Excerpt to read: Begin
Hot topic: What boosts economic growth? It’s not rocket science! (Actually, it is.)

You’d expect us here at Optimum Strategic Communications to be excited about Nobel Prize season – particularly the gongs for the two categories of Physiology or Medicine and Chemistry. And we have been.

But it’s this year’s Nobel Prize for Economic Sciences that really caught our eye, because it has major implications for the life science industry.

Three economists won the prize, all for variants on the same theme: proving that it’s innovation that drives lasting economic growth.

Joel Mokyr won “for having identified the prerequisites for sustained growth through technological progress”.

He showed Britain’s industrial revolution happened as a result of “a culture of growth” where fundamental scientific advances went hand-in-hand with the development of practical knowledge to apply them. Think of Isaac Newton’s apple and Robert Stephenson’s Rocket. Institutions that fostered innovation were also vital. As we all know, this remarkable revolution helped transform Britain into a global superpower.
Excerpt to read: End
Source information: Begin
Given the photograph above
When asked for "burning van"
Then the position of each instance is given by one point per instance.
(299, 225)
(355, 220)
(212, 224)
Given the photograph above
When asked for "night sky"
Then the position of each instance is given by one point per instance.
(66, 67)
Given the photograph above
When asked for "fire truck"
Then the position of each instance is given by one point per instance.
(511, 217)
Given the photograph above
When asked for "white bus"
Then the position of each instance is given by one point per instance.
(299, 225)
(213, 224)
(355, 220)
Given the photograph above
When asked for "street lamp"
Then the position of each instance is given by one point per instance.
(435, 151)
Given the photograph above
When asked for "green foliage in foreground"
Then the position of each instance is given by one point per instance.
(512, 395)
Source information: End
Source information: Begin
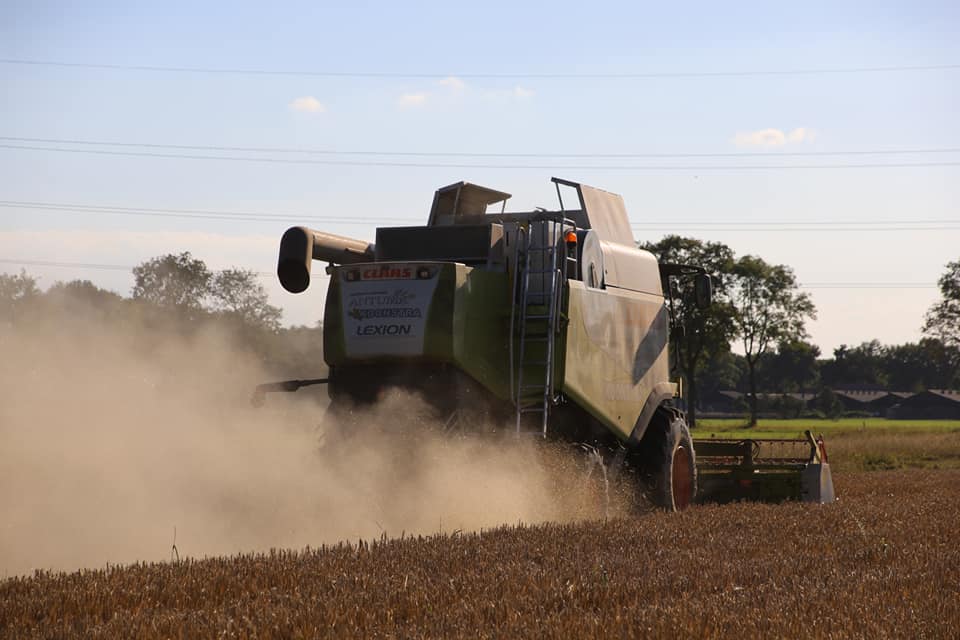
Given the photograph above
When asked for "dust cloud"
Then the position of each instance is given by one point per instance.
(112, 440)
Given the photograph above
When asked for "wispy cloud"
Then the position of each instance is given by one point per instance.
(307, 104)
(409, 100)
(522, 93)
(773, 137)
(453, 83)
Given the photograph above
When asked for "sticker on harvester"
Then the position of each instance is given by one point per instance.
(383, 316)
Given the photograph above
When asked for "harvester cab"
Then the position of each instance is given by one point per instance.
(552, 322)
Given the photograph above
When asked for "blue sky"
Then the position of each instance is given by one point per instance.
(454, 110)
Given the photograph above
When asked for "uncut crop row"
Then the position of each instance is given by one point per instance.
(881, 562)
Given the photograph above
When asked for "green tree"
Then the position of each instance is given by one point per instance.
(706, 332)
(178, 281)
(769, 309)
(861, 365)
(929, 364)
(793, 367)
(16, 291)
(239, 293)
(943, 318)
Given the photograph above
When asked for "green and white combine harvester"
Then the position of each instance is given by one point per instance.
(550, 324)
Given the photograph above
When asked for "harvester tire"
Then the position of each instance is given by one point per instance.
Source information: End
Source information: Begin
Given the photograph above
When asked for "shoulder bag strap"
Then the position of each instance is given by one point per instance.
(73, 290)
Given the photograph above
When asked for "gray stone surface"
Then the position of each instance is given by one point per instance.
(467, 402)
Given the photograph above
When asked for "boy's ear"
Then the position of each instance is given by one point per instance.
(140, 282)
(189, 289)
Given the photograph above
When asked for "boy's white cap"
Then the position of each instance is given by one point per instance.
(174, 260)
Source information: End
Task brief
In the article on economic growth, repeat the passage that opens with the words containing "Hot topic: What" and closes with "life science industry.".

Response
Hot topic: What boosts economic growth? It’s not rocket science! (Actually, it is.)

You’d expect us here at Optimum Strategic Communications to be excited about Nobel Prize season – particularly the gongs for the two categories of Physiology or Medicine and Chemistry. And we have been.

But it’s this year’s Nobel Prize for Economic Sciences that really caught our eye, because it has major implications for the life science industry.